Required action: The task calls for each record to be given again exactly.

- Opening Delimiter -

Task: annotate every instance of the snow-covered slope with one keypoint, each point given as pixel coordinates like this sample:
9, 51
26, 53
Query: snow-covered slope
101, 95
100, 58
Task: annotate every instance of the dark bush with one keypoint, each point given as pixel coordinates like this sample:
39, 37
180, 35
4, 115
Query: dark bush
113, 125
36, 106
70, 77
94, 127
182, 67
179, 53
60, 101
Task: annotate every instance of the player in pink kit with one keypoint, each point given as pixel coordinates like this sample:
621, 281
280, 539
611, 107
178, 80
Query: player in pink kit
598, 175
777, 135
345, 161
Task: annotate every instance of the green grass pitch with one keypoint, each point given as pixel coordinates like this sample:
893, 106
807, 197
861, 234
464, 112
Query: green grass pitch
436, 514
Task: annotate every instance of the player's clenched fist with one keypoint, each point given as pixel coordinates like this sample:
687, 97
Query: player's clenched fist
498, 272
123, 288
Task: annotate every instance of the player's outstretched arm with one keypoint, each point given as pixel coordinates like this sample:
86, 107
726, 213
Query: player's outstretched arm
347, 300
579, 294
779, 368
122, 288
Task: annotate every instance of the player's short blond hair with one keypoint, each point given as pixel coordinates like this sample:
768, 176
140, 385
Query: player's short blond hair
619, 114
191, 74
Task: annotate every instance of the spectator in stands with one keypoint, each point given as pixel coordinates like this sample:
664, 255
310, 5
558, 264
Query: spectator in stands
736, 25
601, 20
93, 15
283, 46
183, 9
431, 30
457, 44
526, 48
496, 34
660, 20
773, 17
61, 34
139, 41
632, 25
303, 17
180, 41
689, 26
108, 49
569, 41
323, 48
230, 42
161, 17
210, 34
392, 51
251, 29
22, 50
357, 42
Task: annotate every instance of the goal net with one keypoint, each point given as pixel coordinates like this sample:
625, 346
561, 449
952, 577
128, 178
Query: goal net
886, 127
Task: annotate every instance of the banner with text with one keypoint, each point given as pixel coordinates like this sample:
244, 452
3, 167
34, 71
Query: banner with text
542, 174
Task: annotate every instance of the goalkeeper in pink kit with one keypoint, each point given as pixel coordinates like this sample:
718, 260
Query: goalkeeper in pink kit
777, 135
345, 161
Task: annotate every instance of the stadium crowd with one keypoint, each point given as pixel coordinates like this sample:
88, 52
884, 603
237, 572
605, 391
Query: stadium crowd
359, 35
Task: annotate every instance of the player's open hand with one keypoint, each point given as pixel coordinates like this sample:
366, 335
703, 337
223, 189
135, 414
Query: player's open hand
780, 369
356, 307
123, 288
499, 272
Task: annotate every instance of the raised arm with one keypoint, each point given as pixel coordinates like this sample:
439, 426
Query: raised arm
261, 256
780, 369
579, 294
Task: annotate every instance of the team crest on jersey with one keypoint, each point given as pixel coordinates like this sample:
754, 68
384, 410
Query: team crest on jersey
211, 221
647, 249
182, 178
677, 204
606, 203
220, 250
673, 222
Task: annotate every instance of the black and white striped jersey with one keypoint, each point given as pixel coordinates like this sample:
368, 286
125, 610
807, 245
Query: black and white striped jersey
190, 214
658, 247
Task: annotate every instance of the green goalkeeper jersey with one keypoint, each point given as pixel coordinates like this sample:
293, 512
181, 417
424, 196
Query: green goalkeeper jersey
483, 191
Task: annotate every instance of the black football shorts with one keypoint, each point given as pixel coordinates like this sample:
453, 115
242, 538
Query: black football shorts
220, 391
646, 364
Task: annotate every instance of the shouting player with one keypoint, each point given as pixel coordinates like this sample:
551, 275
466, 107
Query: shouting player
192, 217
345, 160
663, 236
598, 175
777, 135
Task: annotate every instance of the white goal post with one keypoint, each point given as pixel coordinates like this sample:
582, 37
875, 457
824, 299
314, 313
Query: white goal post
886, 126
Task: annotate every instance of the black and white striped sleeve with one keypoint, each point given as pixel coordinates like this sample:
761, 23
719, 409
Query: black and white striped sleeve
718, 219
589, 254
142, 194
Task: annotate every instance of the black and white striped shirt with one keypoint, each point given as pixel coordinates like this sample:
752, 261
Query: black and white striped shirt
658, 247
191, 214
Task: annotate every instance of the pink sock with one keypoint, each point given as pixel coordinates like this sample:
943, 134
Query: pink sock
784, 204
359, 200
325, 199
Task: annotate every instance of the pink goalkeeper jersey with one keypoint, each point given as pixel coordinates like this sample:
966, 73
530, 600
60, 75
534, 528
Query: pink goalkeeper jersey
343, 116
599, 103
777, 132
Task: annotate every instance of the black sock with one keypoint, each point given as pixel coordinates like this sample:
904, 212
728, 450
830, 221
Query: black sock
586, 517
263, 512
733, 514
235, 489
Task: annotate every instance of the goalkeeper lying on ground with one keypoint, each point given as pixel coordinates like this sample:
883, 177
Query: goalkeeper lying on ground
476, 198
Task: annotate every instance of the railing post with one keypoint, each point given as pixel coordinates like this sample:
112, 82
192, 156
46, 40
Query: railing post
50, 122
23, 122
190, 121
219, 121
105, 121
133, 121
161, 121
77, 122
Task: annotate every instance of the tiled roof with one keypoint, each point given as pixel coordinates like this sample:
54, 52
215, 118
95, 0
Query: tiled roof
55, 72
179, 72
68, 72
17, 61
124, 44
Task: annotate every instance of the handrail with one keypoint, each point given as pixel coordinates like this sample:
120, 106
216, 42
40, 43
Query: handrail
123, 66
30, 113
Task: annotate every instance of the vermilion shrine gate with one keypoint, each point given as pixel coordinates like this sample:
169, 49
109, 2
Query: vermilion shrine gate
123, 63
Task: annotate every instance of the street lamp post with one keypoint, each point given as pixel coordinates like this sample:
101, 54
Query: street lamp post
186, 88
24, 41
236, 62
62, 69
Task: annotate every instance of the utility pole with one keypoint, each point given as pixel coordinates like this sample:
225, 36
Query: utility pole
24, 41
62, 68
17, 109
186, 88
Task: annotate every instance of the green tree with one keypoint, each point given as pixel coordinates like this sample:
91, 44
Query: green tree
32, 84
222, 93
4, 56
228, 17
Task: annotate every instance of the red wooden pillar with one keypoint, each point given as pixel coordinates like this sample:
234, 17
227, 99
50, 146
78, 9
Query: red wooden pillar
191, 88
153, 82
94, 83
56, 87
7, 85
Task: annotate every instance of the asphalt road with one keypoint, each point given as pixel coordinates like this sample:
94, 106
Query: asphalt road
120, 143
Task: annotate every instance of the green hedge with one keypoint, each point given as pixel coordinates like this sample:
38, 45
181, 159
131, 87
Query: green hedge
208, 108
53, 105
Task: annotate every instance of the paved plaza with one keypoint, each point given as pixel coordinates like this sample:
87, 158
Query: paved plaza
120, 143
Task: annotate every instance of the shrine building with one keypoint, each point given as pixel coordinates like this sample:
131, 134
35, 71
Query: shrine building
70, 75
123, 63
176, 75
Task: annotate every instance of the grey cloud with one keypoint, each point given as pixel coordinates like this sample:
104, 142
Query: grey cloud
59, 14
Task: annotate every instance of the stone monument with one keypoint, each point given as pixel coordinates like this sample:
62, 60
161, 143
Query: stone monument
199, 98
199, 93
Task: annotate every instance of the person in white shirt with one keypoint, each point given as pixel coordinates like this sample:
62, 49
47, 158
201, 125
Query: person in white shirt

- Closing Delimiter -

Exercise result:
Task: annotate every instance of the snow-covered slope with one keypoint, each point given as pixel coordinates like this sample:
9, 51
26, 53
Query: snow-covered slope
101, 95
100, 58
Task: annotate every instance of the dark bush with one keypoint, each point given as pixel coordinates like this sample:
39, 37
180, 35
4, 115
Query: dark bush
113, 125
36, 106
70, 77
94, 127
182, 67
179, 53
60, 101
Task: annotate every instance of the player in pink kit with one keypoint, each point given as pixel coordinates like this sample:
621, 281
280, 539
611, 107
178, 80
Query: player in pink kit
598, 175
777, 135
345, 161
Task: annotate every instance of the green grass pitch with one keypoint, each point given as pixel coordinates like this sample:
893, 106
807, 197
861, 234
464, 112
Query: green grass pitch
436, 514
Task: annotate every instance of the player's clenched fist with one keypoint, each point given as pixel coordinates like this sample:
687, 97
Query: player's clenched fist
498, 272
123, 288
Task: annotate every instance of the player's outstretched arm with one keypoint, each point given as pixel coordinates like this sample:
86, 107
726, 213
Query: player's outstretched arm
347, 300
579, 294
779, 368
122, 288
Task: annotate every instance of the player's short blond hair with one keypoint, each point given as pixel coordinates like this sample:
768, 176
140, 385
Query: player's short blond hair
619, 114
191, 74
Task: annotate every instance of the spectator in stands with one keypoint, each point given as pixel coordinates like this sample:
664, 255
310, 5
558, 264
Query: spectator in stands
736, 25
601, 20
93, 15
283, 46
183, 9
431, 30
457, 44
526, 48
496, 34
660, 20
773, 17
61, 34
139, 41
632, 25
303, 17
180, 41
689, 26
108, 49
569, 41
323, 48
230, 42
161, 17
210, 34
392, 51
251, 29
22, 50
357, 42
Task: annotate every instance of the goal net with one keypoint, each point given as pixel coordinates like this sample:
625, 346
561, 449
952, 577
128, 178
Query: goal net
886, 127
Task: annotate every instance of the banner with text with one keypoint, each point given as pixel coordinates like this sample:
244, 452
3, 167
34, 71
Query: banner with text
542, 174
Task: annotate every instance of the goalkeeper in pink kit with one keypoint, each point given as pixel coordinates like this sample:
718, 260
Query: goalkeeper in pink kit
777, 135
345, 161
Task: annotate every instance of the stadium crowd with one keypoint, each point given as pixel coordinates like this sample:
88, 52
884, 603
237, 572
605, 391
Query: stadium crowd
359, 35
Task: annotate every instance of the player's open hand with one keypoint, each point given as pixel coordinates like this sample:
366, 335
703, 337
223, 189
135, 414
Query: player's open hand
780, 369
356, 307
123, 288
499, 272
Task: annotate every instance of the raised arm with one keypoint, each point given as pixel coordinates like this sample:
439, 426
Query: raised arm
261, 256
780, 369
579, 294
Task: annotate every instance of the team crest on jersey with one keypoint, each point given as pixel coordinates like this sample:
754, 68
384, 410
Query: team crest on jersey
211, 221
647, 249
182, 178
677, 204
606, 203
220, 250
673, 222
Task: annotate every instance of the black and white striped jersey with one keypoint, each point given as pixel coordinates like this sample:
368, 286
125, 610
807, 245
Query: black and white striped jersey
190, 214
658, 247
Task: annotate every instance of the green goalkeeper jersey with one keypoint, each point given as pixel coordinates like this sample:
293, 512
181, 417
424, 196
Query: green goalkeeper jersey
483, 191
Task: annotate every instance of the black football shorts with one keypoint, each point given as pixel coordinates like this sample:
453, 115
242, 538
Query: black football shorts
220, 391
646, 364
Task: annotate every instance of the shouting player with one keypoint, each point given as pixel coordinates like this sample:
551, 275
466, 107
Query: shouting player
192, 217
345, 160
663, 236
598, 175
777, 135
Task: annotate every instance of the white goal post with one keypoint, each point given as pixel coordinates like this sample:
582, 37
875, 457
824, 299
314, 313
Query: white goal post
886, 126
Task: annotate every instance of the black and white striped sleeve with one keypoint, each point given as pixel coordinates like this sample:
761, 23
719, 409
Query: black and white striped sleeve
718, 219
589, 254
142, 194
Task: annotate every instance of the black and white striped shirt with one keypoint, each point given as pixel coordinates like this sample:
752, 261
Query: black and white striped shirt
658, 247
191, 214
Task: annotate every instance of the pink sock with one keypoint, each point given as pixel coordinates like this sample:
943, 134
Query: pink sock
784, 204
359, 200
325, 199
Task: annotate every instance of the pink goalkeeper jersey with one keypoint, each point given as pixel coordinates like this sample:
966, 73
530, 600
60, 75
534, 528
Query: pink goalkeeper jersey
343, 116
599, 103
777, 132
Task: annotate every instance of the black sock with one keypoint, each point given as pixel coordinates like this sample:
904, 212
728, 450
830, 221
Query: black sock
586, 517
263, 512
733, 514
235, 489
Task: annotate every instance of the goalkeeper lying on ground with one keypoint, each point given as pixel coordinates like this sample:
883, 177
Query: goalkeeper lying on ground
476, 198
Task: annotate every instance of the railing post with one keypoint, each point given as pixel coordinates like this sample:
112, 82
192, 156
46, 40
Query: railing post
50, 122
23, 122
190, 121
219, 121
105, 121
133, 121
161, 121
77, 122
Task: annotate every instance of the tiled roof with one keypoint, each point given as pixel coordinates like this sample:
54, 52
215, 118
95, 0
Query: tiled roof
55, 72
179, 72
68, 72
17, 61
124, 44
Task: annotate every instance of the handrail with one keypoint, each point given as pixel coordinates like this sample:
120, 106
216, 42
40, 43
Query: handrail
123, 66
30, 113
Task: annotate every instance of the vermilion shrine gate with one keypoint, each point given as pixel coordinates like this sample:
169, 49
109, 2
Query: vermilion shrine gate
123, 63
Task: annotate every instance of the street lamp post with one keypoint, each point given as pixel coordinates like this sample:
101, 54
Query: street lamp post
186, 88
24, 41
236, 62
62, 69
Task: annotate every instance of the utility pole with one keypoint, each point given as pixel coordinates like this sample:
225, 36
Query: utility pole
24, 41
62, 68
17, 109
186, 88
Task: annotate every instance of the green tree with one keypoint, each point given as pixel coordinates like this sample:
91, 44
Query: green tree
32, 84
222, 93
4, 56
228, 17
Task: annotate every instance of the red wooden pillar with one keypoint, each point given as pixel coordinates like this sample:
234, 17
227, 99
50, 146
78, 9
Query: red wooden pillar
191, 88
153, 82
94, 83
56, 87
7, 85
Task: annotate every instance of the asphalt road with one keypoint, each point given as pixel coordinates like this sample:
94, 106
Query: asphalt road
120, 143
Task: annotate every instance of the green hedge with one keypoint, each point given as pixel coordinates like this sample:
38, 45
181, 159
131, 87
Query: green hedge
208, 108
53, 105
Task: annotate every instance of the paved plaza with one keypoint, each point given as pixel coordinates like this sample:
87, 158
Query: paved plaza
120, 143
Task: annotate every instance of the shrine building with one keypoint, each point given as pixel coordinates like this sample:
131, 134
35, 71
Query: shrine building
70, 75
123, 63
176, 75
Task: annotate every instance of the grey cloud with one keypoint, each point given as pixel coordinates like this sample:
104, 142
Query: grey cloud
59, 14
Task: annotate every instance of the stone monument with one keypoint, each point given as pixel coordinates like this sample:
62, 60
161, 143
Query: stone monument
199, 98
199, 93
Task: annotate every instance of the person in white shirt with one keypoint, each point given as pixel coordinates like this sample:
62, 49
47, 158
201, 125
Query: person in white shirt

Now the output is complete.